ROWS:
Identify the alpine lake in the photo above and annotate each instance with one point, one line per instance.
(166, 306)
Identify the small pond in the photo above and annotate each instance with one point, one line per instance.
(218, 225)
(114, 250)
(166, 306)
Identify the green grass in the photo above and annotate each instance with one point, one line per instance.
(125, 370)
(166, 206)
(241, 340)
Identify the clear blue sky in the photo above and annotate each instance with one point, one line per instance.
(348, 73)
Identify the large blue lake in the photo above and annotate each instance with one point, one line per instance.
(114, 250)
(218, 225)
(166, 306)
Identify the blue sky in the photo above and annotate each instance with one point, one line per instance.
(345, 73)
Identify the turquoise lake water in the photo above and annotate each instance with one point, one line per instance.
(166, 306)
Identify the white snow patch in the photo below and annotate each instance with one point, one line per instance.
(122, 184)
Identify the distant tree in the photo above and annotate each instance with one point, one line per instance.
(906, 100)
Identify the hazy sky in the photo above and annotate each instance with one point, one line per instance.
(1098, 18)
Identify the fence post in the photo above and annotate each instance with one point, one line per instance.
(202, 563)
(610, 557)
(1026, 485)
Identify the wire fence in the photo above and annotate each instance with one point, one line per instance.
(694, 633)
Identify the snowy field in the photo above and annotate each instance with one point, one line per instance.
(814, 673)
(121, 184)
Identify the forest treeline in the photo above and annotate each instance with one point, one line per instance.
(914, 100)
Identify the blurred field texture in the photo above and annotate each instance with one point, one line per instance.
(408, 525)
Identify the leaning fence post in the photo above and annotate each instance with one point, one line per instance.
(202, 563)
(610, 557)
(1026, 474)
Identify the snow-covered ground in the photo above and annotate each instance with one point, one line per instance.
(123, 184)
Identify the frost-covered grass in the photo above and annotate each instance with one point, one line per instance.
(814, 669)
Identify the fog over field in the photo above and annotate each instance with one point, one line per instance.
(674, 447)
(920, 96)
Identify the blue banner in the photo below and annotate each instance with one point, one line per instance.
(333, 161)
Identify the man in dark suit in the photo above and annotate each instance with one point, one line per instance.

AIM OF THE EXERCISE: Print the lines above back verbatim, all of them, without changing anything.

THE SOLUTION:
Identify the alpine lake in the photo above and annotate each instance with one point, one line per instance.
(166, 306)
Identify the small pond in the photo above and annotate each instance with one point, one line per instance.
(218, 225)
(114, 250)
(166, 306)
Identify the green grass in the photo above and annotate each instance with one point, one line per instance.
(125, 370)
(166, 206)
(241, 340)
Identify the clear blue sky in the photo above and annotate each instance with one point, one line per instance.
(348, 73)
Identify the large blue lake in the photo above and annotate each instance with one point, one line per instance.
(114, 250)
(218, 225)
(166, 306)
Identify the blue sky in the photo above and annotate each instance with one point, one line per instance.
(345, 73)
Identify the turquoise lake water in the photo above and annotate each instance with one point, one line per instance.
(166, 306)
Identify the white snow patch in the photo below and annotate each instance with one point, one line per instance.
(122, 184)
Identify the distant tree in the photo above and annotate each instance with one point, one line per instance.
(906, 100)
Identify the hazy sky in the photo above and annotate each instance with one point, one line per instance.
(1098, 18)
Identify the fence post in the photo above and annotate each instance with one point, one line per instance.
(202, 563)
(610, 557)
(1026, 485)
Identify the wire fence in the photo above and annotate each instance with one point, one line per instance.
(694, 633)
Identify the snowy field in the photo above and annotate each instance with one point, one line per instance.
(814, 673)
(121, 184)
Identify the forest treeline in the photo above and annotate each instance with one point, one line per instance.
(914, 100)
Identify the blurred field texture in the photo above and annotate each instance with one point, one line per instance.
(408, 525)
Identify the leaning fence post in the photo above and annotate each instance with one point, one line per instance.
(202, 563)
(610, 557)
(1026, 474)
Identify the snow-covered ground in the photo above and annotate each instance with one point, one line per instance.
(123, 184)
Identify the frost-covered grass in the photo above and annotate each instance with one point, one line per instance.
(814, 669)
Identify the fog over field in the photo above and annotate each instance with one point, one line per instance.
(674, 447)
(920, 96)
Identify the blue banner in the photo below and annotate each instance with one point, one line per instance.
(333, 161)
Identify the man in dark suit in the photo above and annotate each instance with one point, one line per instance.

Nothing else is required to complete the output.